EXERCISE DESCRIPTION.
Extract the lines of the records starting at the line containing "[locate] cabinet drawer" and ending at the end of the records, and reproduce them without any changes.

RECORDS FOR THE EXERCISE.
——————
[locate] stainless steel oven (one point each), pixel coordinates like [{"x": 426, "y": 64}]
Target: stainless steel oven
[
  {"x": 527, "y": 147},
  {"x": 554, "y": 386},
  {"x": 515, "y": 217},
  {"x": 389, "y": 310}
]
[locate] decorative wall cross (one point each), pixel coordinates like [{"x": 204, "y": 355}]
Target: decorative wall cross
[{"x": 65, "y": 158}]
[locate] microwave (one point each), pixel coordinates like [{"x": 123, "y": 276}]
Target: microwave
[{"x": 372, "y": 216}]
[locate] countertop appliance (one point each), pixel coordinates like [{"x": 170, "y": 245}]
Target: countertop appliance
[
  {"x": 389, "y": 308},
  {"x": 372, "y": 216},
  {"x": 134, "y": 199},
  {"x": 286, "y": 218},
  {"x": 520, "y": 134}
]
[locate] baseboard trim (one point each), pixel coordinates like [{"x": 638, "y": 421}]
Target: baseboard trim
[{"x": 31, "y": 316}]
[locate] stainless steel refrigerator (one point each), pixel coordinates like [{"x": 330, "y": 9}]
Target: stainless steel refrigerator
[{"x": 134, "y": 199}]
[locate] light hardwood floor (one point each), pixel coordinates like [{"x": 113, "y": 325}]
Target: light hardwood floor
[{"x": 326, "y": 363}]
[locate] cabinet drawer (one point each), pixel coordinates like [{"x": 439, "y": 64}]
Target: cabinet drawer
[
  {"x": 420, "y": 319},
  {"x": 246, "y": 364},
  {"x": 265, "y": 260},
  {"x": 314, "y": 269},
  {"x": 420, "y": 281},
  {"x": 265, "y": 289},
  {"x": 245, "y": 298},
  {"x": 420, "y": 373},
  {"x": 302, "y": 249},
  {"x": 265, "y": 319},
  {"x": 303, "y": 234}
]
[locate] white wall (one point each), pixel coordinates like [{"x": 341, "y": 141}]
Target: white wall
——————
FULL OUTPUT.
[locate] cabinet drawer (one point each), pixel coordinates like [{"x": 439, "y": 64}]
Target: cabinet drawer
[
  {"x": 420, "y": 319},
  {"x": 246, "y": 364},
  {"x": 265, "y": 260},
  {"x": 314, "y": 269},
  {"x": 420, "y": 281},
  {"x": 265, "y": 289},
  {"x": 245, "y": 298},
  {"x": 420, "y": 373},
  {"x": 302, "y": 249},
  {"x": 265, "y": 319},
  {"x": 303, "y": 234}
]
[locate] white wall (one point each), pixel coordinates like [{"x": 341, "y": 141}]
Target: white wall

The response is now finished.